>>>

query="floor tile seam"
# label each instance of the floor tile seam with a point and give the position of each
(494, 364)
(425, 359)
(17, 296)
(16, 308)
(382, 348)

<<<

*Work instruction*
Print every record above. Keep each one exactly as it is.

*Solution*
query="floor tile seam"
# label each instance of the floor tile seam with a point and give the position of each
(494, 364)
(425, 359)
(17, 296)
(16, 308)
(382, 348)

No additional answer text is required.